▶ **Activity**
The full listing below should be printed word for word.

▶ **Dataset entries**
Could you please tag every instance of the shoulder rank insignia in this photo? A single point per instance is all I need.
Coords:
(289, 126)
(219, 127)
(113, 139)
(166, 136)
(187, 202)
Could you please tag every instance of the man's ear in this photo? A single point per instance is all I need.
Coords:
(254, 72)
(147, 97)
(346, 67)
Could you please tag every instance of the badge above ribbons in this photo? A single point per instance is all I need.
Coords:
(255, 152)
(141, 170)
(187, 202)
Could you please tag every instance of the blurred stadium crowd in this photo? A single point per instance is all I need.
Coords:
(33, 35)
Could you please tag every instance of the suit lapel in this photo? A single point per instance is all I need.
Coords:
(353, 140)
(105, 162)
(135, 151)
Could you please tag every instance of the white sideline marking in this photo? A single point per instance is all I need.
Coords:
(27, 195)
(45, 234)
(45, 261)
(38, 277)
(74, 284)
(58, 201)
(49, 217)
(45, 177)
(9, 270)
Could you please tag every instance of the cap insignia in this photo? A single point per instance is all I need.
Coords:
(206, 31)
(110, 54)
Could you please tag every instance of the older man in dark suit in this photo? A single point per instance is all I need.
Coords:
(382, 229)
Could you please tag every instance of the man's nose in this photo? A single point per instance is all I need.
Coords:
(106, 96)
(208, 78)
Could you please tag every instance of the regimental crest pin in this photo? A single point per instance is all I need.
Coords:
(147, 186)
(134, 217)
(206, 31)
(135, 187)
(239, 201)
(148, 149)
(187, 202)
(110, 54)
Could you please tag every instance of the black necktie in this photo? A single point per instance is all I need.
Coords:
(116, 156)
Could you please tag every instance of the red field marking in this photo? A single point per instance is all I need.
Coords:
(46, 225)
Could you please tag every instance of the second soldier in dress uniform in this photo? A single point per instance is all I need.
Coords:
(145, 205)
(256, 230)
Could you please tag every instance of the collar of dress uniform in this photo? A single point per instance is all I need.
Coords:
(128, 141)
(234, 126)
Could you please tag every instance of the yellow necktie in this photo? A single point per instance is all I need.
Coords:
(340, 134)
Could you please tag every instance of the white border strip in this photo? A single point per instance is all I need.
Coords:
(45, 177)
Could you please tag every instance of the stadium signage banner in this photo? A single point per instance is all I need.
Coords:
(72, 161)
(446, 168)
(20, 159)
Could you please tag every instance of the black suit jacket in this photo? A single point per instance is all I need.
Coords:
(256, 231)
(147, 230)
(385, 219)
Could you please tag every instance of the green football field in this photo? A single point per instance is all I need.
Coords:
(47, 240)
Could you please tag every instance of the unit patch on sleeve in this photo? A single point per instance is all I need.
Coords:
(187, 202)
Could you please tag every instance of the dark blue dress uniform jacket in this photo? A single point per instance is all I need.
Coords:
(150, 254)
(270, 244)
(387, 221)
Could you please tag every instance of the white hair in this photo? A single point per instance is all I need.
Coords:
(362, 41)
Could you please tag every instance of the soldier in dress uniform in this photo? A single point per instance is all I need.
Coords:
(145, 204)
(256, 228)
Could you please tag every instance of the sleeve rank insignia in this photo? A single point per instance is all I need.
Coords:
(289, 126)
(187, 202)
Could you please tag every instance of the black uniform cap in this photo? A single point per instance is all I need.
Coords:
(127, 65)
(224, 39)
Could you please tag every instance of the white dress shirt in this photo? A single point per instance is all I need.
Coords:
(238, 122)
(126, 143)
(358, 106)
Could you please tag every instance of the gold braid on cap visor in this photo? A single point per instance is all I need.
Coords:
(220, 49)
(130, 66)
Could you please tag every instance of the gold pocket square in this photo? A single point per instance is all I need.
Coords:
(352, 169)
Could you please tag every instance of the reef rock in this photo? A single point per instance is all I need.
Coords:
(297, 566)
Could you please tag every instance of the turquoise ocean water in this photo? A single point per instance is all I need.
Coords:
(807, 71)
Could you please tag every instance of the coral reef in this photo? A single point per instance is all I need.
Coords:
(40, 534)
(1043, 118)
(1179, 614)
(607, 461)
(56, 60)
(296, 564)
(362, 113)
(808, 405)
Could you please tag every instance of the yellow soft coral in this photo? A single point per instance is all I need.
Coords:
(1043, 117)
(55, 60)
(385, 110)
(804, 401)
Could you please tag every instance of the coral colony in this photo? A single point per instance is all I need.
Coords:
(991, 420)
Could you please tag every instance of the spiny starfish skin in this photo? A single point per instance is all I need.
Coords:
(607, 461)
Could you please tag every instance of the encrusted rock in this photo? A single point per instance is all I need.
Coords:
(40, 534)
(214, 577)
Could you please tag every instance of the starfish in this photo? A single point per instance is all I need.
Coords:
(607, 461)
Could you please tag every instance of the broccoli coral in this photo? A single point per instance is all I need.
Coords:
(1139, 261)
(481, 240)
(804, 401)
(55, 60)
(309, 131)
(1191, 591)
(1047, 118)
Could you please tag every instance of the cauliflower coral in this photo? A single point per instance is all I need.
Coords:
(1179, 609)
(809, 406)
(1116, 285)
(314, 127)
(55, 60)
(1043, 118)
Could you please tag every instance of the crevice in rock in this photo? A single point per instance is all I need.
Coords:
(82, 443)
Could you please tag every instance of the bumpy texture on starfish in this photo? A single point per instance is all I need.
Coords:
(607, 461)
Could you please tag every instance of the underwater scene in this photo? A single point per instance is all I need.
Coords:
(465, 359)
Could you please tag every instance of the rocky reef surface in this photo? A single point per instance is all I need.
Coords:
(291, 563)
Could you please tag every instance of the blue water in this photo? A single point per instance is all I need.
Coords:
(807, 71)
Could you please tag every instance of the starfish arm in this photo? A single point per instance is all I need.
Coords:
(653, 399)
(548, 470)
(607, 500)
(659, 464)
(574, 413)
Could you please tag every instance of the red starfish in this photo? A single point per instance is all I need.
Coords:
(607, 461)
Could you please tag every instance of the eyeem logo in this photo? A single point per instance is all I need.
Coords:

▶ **Exercise response**
Could you please tag every instance of the shoulder rank insignia in this photo? A single point per instance is all I need.
Coords:
(289, 126)
(219, 127)
(113, 139)
(166, 136)
(187, 202)
Could you please tag every instance of the man's ear in this photo? A single point per instance is all I need.
Coords:
(254, 72)
(147, 97)
(346, 67)
Could you please tag every instance of the badge above ribbons in this photo? A single point per instance is all I need.
Coords:
(255, 152)
(141, 170)
(187, 202)
Could you please tag every instance of the blurred stadium crowd in this photo? A single point per instance is all I need.
Coords:
(33, 35)
Could you please tag every instance of the suit lapel in this photo? A single point per instance is all I need.
Coords:
(353, 140)
(105, 162)
(135, 151)
Could you please tag every instance of the white sideline marking in this photo? A single point per instance is all I need.
Coords:
(27, 195)
(45, 234)
(45, 261)
(38, 277)
(74, 284)
(58, 201)
(49, 217)
(45, 177)
(9, 270)
Could you please tag every instance of the cap insignia in this photo? A single point per instance is all I need.
Coords:
(206, 31)
(110, 54)
Could you please tag every instance of the older man in dark suit in this photo? A single point per instance is all I need.
Coords:
(382, 229)
Could you please tag every instance of the man's nose in this photo? A single point per instance is all I need.
Coords:
(106, 96)
(208, 78)
Could you please tag every instance of the regimental crest pin in this photo? A single point per instance is all I need.
Coords:
(147, 186)
(134, 217)
(206, 31)
(135, 187)
(239, 201)
(148, 149)
(187, 202)
(110, 54)
Could you please tag every instance of the black necktie in this photo? A single point per instance is all I need.
Coords:
(116, 156)
Could you please tag every instance of the red field marking in this photo? A single point per instance is all I need.
Coords:
(46, 225)
Could you please tag every instance of the second soldier in dress uniform in this photo? A single point per instance is all I need.
Coords:
(145, 205)
(256, 230)
Could you please tag every instance of the collar of dress uniform in this photo? A single point per instance is all I need.
Coords:
(128, 141)
(234, 126)
Could you please tag every instance of the yellow necktie in this photo? A single point per instance is all I need.
Coords:
(340, 134)
Could you please tag every instance of the white border strip in this photo? A single point per instance is all I need.
Coords:
(45, 177)
Could you please tag every instance of the stadium signage banner in this photo? A single point per instance is all I need.
Coords:
(72, 161)
(446, 168)
(20, 159)
Could you please tag every instance of the black suit jacket in this photo? A single point per instance is all I need.
Coords:
(256, 231)
(147, 230)
(385, 219)
Could you please tag every instance of the green football field in this photo? A single point per instance is all I need.
Coords:
(47, 240)
Could you please tag every instance of the unit patch on sleeve in this photo? A single point per instance is all I need.
Coords:
(187, 202)
Could you please tag every instance of the dark blue dress uniform jacket in this photo? A single point per instance is all I need.
Coords:
(150, 254)
(270, 244)
(387, 221)
Could you please tag every instance of the white hair in this photo? A single point per instance is all I need.
Coords:
(362, 41)
Could you please tag every instance of the soldier in dress uniform in this photo? A single point per instance is all I need.
Coords:
(145, 204)
(256, 228)
Could you please tag every instance of the sleeve rank insignia in this photo? A single point per instance is all I need.
Coords:
(289, 126)
(187, 202)
Could you please tag every instance of the black uniform cap in this photo? A single point per instance is all I need.
Coords:
(127, 65)
(224, 39)
Could you please tag every instance of the white dress shirt in this photo? A single point per instance is all I need.
Coords:
(238, 122)
(126, 143)
(358, 106)
Could you please tag every instance of the gold braid on cap visor in this photo? A single point per instance is all I need.
Coords:
(220, 49)
(130, 66)
Could you please tag every instance of the gold pocket square in this photo? A single point per instance is all I need.
Coords:
(352, 169)
Could you please tag every instance of the reef rock in this photo? A single point per instance is all I need.
Coords:
(297, 566)
Could you please tag every instance of the turquoise ocean water in this photo? A single point per instance is all I need.
Coords:
(807, 71)
Could you please tag every instance of the coral reef in this photo? A single point per instance is all I need.
Coords:
(40, 534)
(1043, 118)
(1179, 614)
(607, 461)
(56, 60)
(296, 564)
(362, 113)
(808, 405)
Could you please tag every instance of the yellow soft coral in this photo? A single point per instance is all I need.
Coords:
(1043, 117)
(55, 60)
(385, 110)
(804, 401)
Could you please tag every instance of the coral colony in this photo? A single point per instance is all I need.
Coords:
(991, 420)
Could you please tag every instance of the spiny starfish skin in this photo? A single point per instance is all I need.
Coords:
(607, 461)
Could you please tag every instance of the encrusted rock in this photo? A single point per instance is all I need.
Coords:
(40, 534)
(214, 577)
Could you please tag every instance of the starfish in this photo? A single point per instance is all I need.
Coords:
(607, 461)
Could you please tag every instance of the broccoli coral in this photo? A single point per instance is all I need.
Coords:
(1139, 261)
(481, 240)
(804, 401)
(55, 60)
(309, 131)
(1191, 591)
(1047, 118)
Could you please tag every instance of the cauliflower coral in this photo? A single point per instance is all I need.
Coords:
(1179, 609)
(809, 406)
(1116, 285)
(314, 127)
(55, 60)
(1043, 118)
Could you please tag every instance of the crevice in rock in this photo? A single point per instance is all I need.
Coords:
(82, 443)
Could you please tag every instance of the bumpy texture on starfish in this photo? A single point per instance is all I need.
Coords:
(607, 461)
Could you please tag every instance of the underwater scene in this photo? A single point per instance is all I need.
Coords:
(465, 359)
Could you please tag every instance of the rocky reef surface in this photo? A single point per instance is all I need.
Coords:
(291, 563)
Could you please tag every instance of the blue water in this photo? A single point per instance is all I need.
Coords:
(807, 71)
Could you please tag every instance of the starfish arm in this photo? A single point per instance is all I need.
Coords:
(653, 399)
(548, 470)
(607, 500)
(659, 464)
(574, 413)
Could you please tag every instance of the red starfish in this photo? A single point per instance is all I need.
Coords:
(607, 461)
Could you please tag every instance of the eyeem logo in this photo? A single point per instance is all I need.
Coords:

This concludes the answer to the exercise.